Texte choisi:
━━━━━━━━━━━━━━━━━━━━
L’abondance des dollars sur les pays pétroliers, a capitalisé une immense épargne qui devient disponible en provenance de pays qui affichent leur fidélité, aux principes de la charia en matière de finance. Or, le principe numéro un de la finance islamique, dont la plupart des autres découlent, est que le prêt à intérêt, le « riba» est interdit…. Et partant, les relations commerciales, qui se développent dans toute société, doivent se faire sur la base d’un « partage équitable des risques et des profits entre les parties prenantes », que d’un financement avec rémunération fixe quel qu’en soit le résultat de l’investissement. Sauf qu’en langage moderne, le financement de l’économie doit se faire plutôt sous forme de fonds propres, que sous forme de dettes, à la limite en équilibre.
À ce jour, aucun cadre juridique spécifique à ce produit n’existe en Tunisie. Mais ailleurs, cela existe et se développe même, surtout depuis la crise des subprimes où les fonds venus du Moyen-Orient étaient, et le sont encore, la bienvenue pour une Europe exsangue, même s’il faut les travestir, de parades juridiques pour les différencier, de l’endettement rémunéré à taux fixe.
Une première en Tunisie
À son tour, le projet du budget de l’État tunisien, au titre de l’année 2013, sera financé en partie par des sukuk islamiques, d’un montant de l’ordre de 1000 millions de dinars (1 milliard de dinars)! Pour Slim Besbes cette mesure s’inscrit dans le cadre de l’élaboration d’un cadre légal régissant le financement islamique, insistant sur l’impératif de diffuser une nouvelle culture et adopter un environnement juridique qui englobe toutes les sources de financement, afin d’instaurer une complémentarité entre le financement direct et celui indirect… Mais ces « sukuk » (pluriel de « sakk », lui même à l’origine du mot chèque), c’est quoi au juste ? Tentons une explication.
━━━━━━━━━━━━━━━━━━━━
Liste des tâches:
#1 Selon le texte sur la finance islamique, quel est le montant des sukuk prévus pour financer en partie le budget de l'État tunisien de 2013 ?
#2 D'après le texte sur la finance islamique, expliquez en une à trois phrases pourquoi les relations commerciales doivent reposer sur un partage équitable des risques et des profits.

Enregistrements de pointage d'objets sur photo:
━━━━━━━━━━━━━━━━━━━━
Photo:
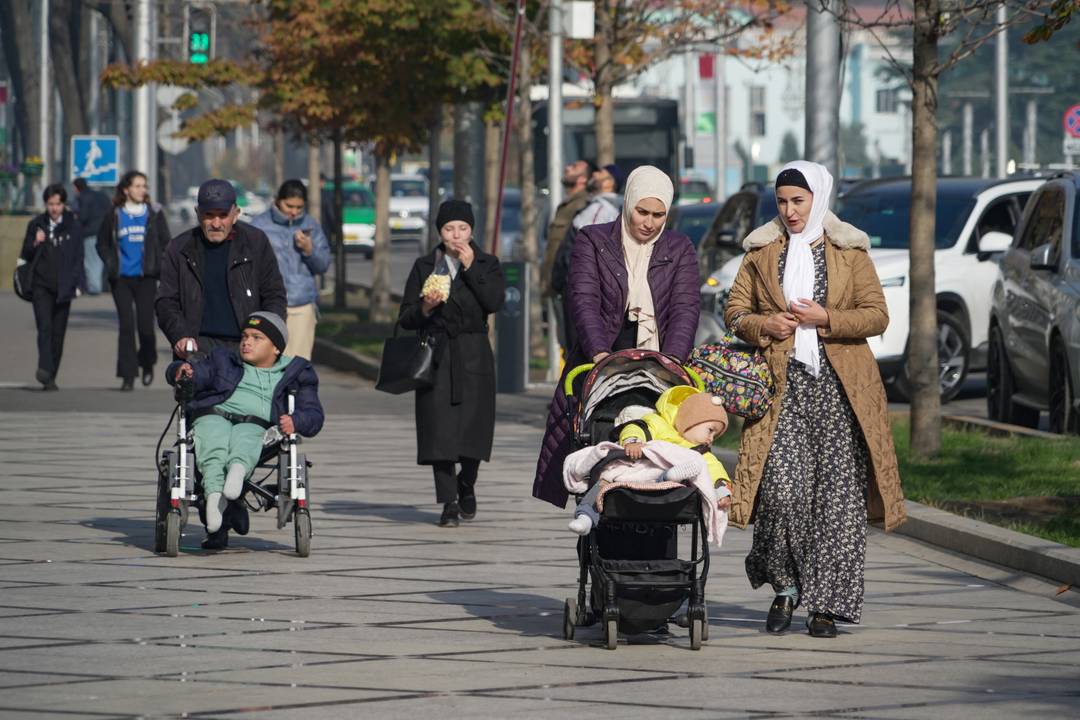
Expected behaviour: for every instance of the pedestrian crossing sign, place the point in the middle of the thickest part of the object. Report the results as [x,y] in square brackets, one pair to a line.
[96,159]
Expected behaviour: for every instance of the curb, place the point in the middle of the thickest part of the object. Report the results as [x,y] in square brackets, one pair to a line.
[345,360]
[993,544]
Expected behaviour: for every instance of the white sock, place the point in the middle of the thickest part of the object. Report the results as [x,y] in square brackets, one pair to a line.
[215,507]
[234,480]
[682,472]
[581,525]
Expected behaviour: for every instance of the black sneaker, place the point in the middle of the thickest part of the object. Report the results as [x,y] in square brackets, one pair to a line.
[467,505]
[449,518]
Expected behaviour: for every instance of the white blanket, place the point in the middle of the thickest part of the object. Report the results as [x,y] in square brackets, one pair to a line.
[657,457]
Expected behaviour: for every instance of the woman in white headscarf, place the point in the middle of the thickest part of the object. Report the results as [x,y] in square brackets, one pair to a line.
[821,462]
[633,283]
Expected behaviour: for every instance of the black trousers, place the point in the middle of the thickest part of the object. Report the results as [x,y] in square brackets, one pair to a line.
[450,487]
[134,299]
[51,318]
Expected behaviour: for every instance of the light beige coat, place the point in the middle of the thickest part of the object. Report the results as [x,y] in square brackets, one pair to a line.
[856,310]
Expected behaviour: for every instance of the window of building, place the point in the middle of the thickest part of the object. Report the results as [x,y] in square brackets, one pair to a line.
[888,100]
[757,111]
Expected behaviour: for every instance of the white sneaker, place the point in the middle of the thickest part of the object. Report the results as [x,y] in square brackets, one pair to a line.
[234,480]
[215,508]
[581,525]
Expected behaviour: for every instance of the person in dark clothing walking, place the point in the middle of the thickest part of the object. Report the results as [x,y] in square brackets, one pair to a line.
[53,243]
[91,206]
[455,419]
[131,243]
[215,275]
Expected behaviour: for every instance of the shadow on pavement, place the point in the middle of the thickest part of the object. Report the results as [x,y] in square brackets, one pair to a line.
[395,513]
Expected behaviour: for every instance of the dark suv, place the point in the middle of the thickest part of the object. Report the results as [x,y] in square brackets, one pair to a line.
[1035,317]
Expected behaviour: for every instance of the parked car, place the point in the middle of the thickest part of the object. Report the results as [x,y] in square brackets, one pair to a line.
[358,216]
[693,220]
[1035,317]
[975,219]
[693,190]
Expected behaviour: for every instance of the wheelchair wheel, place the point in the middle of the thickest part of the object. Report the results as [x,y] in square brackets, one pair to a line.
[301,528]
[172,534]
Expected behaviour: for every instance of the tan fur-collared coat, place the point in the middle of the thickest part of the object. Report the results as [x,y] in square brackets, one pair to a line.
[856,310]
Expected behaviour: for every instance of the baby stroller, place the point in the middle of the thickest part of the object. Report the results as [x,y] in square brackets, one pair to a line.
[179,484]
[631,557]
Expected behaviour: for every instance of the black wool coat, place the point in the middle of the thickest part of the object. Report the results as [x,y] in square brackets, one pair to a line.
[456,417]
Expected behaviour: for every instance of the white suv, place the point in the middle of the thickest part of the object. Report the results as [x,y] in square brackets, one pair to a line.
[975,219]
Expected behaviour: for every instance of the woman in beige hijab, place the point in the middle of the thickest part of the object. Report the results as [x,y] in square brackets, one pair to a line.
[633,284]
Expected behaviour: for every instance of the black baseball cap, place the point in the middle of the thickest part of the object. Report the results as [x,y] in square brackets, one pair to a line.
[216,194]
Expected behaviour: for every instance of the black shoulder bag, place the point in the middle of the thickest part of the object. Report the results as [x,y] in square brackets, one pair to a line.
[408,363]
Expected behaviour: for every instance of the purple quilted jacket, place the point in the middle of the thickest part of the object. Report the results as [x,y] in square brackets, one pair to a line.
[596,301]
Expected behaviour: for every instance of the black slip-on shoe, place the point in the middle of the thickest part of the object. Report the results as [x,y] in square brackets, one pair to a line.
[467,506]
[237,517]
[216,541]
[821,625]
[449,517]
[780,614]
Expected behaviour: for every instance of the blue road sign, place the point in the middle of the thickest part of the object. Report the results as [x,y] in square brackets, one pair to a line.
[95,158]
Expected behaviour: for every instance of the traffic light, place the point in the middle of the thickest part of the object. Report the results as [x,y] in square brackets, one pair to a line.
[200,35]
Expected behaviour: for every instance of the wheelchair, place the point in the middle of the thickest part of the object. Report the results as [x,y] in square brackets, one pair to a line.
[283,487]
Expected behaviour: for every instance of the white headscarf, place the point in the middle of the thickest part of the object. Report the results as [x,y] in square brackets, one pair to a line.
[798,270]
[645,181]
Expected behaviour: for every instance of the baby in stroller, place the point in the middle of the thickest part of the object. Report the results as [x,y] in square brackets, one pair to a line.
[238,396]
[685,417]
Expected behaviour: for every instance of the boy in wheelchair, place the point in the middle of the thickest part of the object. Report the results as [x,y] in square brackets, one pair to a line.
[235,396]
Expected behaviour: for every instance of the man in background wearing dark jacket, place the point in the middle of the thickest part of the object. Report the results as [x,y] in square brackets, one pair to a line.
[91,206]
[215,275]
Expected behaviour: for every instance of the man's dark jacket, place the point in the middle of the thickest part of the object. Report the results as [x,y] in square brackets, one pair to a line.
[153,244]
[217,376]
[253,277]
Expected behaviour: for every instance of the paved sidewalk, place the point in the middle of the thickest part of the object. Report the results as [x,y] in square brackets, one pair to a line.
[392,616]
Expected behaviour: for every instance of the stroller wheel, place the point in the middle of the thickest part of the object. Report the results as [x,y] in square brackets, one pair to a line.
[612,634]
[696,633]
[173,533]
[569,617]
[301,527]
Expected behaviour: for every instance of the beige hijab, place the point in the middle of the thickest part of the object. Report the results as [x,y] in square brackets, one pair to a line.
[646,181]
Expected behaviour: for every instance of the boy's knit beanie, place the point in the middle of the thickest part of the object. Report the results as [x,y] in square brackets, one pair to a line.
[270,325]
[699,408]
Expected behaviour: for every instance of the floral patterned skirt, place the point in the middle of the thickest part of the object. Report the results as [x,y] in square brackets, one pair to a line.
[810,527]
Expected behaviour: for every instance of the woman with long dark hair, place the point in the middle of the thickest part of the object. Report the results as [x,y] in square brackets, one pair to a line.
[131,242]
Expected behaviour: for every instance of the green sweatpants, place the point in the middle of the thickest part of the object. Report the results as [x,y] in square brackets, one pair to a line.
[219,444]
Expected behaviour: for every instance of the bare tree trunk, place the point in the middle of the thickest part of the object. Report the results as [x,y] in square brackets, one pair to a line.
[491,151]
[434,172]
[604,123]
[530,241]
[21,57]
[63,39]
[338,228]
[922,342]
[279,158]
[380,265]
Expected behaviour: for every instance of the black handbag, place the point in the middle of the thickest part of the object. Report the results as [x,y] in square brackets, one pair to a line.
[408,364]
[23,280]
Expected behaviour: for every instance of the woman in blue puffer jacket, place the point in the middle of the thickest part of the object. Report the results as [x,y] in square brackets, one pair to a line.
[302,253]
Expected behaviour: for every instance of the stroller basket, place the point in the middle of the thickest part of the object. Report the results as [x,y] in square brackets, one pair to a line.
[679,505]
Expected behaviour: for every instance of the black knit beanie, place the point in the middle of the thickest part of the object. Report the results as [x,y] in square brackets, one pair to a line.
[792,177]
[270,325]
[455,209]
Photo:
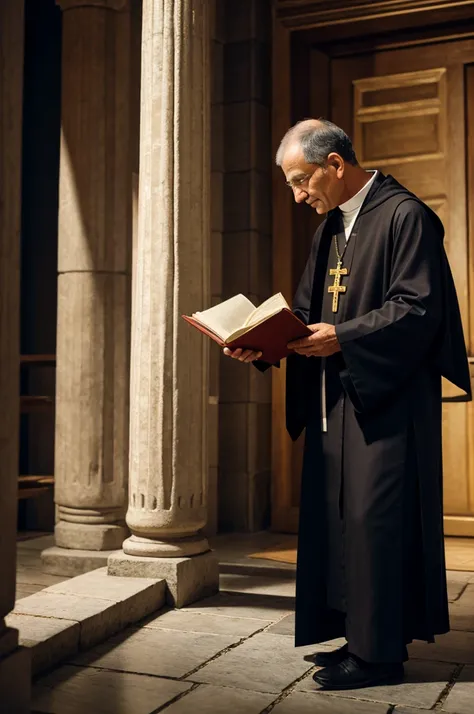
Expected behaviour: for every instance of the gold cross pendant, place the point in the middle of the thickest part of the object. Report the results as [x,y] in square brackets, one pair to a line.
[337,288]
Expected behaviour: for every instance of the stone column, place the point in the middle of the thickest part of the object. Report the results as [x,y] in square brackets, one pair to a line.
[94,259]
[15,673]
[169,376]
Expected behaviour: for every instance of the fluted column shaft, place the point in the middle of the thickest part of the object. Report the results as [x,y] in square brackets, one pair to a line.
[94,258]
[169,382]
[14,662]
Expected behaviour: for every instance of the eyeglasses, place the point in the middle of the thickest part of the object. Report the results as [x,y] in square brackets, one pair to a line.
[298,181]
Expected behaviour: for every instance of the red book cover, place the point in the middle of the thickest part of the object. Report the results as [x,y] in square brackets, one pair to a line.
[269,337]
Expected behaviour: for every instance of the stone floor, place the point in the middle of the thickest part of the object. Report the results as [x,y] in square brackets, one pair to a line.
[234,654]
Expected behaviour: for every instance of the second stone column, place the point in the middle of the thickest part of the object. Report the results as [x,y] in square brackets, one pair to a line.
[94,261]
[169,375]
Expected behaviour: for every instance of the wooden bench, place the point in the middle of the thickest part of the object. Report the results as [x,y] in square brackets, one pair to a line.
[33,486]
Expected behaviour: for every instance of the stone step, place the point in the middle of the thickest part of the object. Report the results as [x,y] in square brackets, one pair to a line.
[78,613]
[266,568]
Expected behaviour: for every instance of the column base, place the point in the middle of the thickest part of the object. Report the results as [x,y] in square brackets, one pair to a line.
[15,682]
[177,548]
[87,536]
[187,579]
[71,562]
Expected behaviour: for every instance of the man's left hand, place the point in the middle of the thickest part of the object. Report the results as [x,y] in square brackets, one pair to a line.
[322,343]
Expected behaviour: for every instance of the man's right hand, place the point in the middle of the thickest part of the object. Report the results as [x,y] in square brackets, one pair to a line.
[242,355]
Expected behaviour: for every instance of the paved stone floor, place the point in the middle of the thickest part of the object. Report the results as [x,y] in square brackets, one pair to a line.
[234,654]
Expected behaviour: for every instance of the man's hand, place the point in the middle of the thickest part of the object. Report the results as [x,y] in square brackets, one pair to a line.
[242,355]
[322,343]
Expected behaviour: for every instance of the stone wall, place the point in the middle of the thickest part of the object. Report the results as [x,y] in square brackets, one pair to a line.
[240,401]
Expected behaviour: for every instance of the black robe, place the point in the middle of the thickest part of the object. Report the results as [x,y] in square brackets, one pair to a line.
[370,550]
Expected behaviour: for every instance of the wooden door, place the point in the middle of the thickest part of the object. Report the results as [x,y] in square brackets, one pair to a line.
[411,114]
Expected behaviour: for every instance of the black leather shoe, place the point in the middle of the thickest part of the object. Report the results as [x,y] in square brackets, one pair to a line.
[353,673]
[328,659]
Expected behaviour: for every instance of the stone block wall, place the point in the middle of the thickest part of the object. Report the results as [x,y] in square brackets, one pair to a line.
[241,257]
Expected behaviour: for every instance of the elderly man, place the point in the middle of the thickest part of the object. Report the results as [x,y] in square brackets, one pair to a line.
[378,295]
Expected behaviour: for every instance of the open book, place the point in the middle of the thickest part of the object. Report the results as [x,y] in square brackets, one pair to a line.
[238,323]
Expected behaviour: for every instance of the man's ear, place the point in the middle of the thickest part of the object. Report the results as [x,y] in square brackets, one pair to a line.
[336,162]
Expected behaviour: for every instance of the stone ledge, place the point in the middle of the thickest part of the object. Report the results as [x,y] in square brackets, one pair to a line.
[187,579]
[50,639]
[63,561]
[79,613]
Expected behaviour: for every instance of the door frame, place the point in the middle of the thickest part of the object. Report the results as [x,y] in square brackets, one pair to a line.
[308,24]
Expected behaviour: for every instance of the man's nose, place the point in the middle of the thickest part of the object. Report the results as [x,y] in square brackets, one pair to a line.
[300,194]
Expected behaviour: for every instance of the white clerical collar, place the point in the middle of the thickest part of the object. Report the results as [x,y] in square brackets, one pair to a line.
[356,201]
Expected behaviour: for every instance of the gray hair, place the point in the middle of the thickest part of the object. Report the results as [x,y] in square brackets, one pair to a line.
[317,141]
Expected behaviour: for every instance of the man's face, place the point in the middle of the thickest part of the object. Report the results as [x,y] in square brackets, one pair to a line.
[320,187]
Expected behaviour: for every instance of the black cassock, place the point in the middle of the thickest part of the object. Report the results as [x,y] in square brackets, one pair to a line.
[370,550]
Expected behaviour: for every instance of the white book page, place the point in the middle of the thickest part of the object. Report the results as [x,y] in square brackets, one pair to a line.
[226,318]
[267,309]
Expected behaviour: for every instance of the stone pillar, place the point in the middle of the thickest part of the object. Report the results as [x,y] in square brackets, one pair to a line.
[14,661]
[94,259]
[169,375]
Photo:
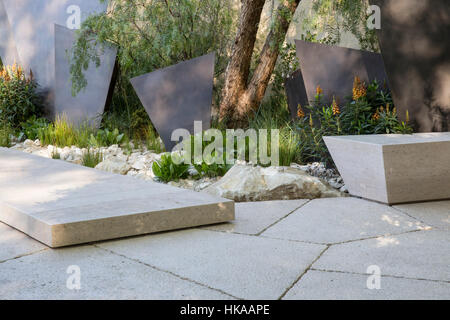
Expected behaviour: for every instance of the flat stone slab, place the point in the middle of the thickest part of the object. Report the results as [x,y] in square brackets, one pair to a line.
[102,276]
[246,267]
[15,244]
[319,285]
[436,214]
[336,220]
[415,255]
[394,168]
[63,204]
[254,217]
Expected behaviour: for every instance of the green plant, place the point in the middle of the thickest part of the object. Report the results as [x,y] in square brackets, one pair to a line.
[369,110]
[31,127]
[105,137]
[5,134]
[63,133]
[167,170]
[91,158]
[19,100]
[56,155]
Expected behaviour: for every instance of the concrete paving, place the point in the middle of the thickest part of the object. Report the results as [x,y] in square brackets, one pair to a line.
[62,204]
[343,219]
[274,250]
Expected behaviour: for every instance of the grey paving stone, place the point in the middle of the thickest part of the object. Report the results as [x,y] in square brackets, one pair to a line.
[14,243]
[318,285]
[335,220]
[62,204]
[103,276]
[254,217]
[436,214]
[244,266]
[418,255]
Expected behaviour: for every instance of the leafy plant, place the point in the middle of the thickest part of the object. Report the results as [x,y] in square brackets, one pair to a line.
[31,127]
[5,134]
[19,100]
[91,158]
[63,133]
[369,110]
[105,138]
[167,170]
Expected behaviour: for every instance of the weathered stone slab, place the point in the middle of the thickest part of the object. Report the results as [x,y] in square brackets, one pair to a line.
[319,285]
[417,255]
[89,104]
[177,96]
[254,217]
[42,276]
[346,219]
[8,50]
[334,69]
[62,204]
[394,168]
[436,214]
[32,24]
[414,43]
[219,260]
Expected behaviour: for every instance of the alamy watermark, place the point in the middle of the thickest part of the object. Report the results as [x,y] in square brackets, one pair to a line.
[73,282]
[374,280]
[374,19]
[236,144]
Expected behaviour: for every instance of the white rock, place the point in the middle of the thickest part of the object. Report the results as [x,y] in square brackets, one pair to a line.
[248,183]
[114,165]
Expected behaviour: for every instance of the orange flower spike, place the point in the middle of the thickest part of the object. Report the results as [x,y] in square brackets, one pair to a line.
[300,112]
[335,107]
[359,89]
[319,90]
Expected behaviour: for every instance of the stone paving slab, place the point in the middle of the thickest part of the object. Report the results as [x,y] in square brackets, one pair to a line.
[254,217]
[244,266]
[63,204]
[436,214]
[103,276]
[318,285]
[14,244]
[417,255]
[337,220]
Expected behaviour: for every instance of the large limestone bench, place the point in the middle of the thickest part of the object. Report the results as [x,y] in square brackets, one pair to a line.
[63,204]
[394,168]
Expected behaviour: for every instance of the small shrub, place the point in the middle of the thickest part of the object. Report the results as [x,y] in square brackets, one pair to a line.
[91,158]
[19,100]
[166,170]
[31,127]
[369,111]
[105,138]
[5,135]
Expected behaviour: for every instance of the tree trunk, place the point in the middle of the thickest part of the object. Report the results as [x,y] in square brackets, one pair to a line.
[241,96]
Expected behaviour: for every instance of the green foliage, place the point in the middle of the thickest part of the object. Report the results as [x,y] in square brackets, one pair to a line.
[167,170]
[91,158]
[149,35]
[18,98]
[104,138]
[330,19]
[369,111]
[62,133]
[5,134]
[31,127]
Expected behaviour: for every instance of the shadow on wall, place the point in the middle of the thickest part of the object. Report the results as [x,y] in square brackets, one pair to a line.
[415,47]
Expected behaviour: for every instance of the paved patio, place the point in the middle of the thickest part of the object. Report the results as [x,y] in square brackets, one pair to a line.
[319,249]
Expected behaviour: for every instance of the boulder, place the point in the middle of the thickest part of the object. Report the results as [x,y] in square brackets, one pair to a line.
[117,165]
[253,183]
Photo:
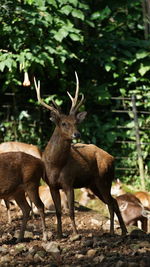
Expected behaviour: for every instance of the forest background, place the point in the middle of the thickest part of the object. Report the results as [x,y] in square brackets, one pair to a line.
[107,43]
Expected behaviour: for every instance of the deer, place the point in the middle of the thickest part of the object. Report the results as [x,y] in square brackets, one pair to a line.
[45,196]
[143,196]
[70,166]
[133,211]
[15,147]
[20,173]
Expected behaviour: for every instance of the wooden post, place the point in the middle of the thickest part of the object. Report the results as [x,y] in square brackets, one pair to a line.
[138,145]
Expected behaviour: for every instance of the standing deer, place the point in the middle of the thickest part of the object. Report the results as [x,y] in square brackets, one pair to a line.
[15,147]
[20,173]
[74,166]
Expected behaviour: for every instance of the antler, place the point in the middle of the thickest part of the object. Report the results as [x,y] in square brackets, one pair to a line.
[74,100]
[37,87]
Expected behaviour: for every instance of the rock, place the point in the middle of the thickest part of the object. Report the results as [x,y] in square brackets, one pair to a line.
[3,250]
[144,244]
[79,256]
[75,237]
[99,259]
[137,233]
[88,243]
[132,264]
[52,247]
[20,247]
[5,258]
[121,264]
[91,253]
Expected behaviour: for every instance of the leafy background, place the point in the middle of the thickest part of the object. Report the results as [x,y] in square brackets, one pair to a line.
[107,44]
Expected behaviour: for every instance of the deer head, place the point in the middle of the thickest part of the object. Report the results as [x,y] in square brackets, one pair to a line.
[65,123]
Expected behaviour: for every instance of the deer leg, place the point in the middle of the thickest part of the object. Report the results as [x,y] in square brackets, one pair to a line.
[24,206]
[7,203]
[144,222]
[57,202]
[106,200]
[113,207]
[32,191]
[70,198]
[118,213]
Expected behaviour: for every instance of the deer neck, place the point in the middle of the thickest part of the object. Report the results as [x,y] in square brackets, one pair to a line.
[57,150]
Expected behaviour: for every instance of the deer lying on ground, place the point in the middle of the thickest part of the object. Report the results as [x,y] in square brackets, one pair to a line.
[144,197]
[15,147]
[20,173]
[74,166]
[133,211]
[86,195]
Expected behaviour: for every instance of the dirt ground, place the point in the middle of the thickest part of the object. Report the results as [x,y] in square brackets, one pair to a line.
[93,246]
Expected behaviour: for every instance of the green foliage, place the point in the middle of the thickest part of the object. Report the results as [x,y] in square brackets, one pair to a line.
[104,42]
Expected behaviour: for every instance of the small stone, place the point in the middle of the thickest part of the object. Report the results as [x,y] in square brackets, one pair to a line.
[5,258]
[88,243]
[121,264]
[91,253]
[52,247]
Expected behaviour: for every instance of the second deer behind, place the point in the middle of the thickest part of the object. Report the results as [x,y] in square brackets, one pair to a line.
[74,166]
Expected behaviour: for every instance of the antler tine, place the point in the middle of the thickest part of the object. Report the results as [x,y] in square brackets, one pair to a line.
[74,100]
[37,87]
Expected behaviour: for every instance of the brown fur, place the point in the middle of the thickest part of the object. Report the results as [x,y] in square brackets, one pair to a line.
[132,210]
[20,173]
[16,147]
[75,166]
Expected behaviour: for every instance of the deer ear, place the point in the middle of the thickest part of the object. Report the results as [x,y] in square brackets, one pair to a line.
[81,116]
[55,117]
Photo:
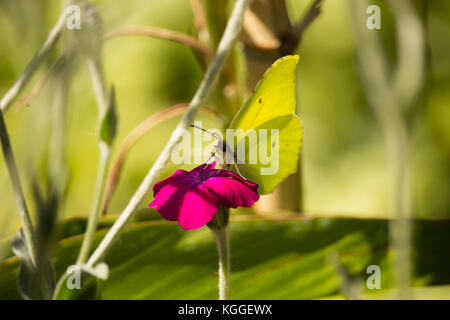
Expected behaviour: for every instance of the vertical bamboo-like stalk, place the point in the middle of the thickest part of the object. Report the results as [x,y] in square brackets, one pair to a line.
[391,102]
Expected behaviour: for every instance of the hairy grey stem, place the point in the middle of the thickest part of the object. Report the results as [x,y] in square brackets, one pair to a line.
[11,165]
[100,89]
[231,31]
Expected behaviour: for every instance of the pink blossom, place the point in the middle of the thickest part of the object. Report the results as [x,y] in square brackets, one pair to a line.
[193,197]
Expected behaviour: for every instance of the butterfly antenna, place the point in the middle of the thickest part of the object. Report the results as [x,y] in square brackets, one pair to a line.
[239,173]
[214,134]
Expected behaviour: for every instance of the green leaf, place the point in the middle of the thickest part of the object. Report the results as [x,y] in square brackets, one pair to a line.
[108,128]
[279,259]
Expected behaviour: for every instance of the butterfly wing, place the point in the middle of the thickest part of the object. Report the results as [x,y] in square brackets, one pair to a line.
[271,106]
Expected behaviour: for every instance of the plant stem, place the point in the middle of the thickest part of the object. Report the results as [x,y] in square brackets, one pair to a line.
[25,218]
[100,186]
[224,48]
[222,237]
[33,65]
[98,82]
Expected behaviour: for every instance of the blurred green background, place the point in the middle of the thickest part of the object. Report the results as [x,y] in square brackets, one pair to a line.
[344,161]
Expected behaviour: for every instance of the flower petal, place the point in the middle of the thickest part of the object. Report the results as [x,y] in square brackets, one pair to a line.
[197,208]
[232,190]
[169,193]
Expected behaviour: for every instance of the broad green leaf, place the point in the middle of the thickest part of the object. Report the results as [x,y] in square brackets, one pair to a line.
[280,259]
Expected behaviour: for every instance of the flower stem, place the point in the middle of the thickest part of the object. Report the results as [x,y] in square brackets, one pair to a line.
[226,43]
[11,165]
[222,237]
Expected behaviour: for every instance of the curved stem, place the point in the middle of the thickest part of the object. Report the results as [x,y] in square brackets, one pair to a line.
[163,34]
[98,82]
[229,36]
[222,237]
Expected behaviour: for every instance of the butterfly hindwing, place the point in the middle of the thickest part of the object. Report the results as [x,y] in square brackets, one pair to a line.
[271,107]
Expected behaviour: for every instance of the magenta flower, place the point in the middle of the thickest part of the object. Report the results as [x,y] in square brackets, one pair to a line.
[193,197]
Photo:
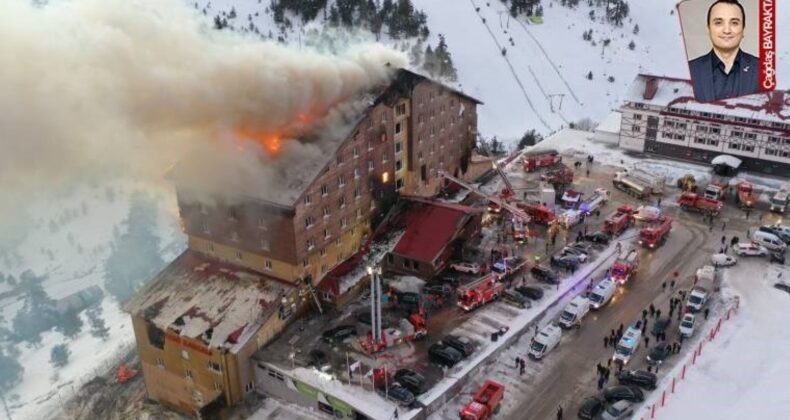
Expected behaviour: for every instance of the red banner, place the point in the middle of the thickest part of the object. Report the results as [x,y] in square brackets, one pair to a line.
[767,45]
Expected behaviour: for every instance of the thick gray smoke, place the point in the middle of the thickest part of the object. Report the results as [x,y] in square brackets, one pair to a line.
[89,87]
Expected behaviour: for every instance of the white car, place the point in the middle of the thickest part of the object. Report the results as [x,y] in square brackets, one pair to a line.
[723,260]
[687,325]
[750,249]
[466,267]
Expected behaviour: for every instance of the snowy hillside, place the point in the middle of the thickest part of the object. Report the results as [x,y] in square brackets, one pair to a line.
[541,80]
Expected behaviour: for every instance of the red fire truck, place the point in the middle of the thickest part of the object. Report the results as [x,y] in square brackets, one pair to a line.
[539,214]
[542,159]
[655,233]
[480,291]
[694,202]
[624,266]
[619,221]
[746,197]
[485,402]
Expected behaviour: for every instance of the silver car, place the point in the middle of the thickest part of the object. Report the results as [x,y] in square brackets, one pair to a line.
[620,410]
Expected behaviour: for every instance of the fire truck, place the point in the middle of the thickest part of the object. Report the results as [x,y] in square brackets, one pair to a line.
━━━━━━━━━━━━━━━━━━━━
Corrigé des exercices:
#1 Environ 1000 millions de dinars, soit 1 milliard de dinars.

#2 Le premier principe de la finance islamique, dont découlent la plupart des autres, interdit le prêt à intérêt, appelé « riba ». Le financement ne peut donc pas prendre la forme d'une rémunération fixe, quel que soit le résultat de l'investissement.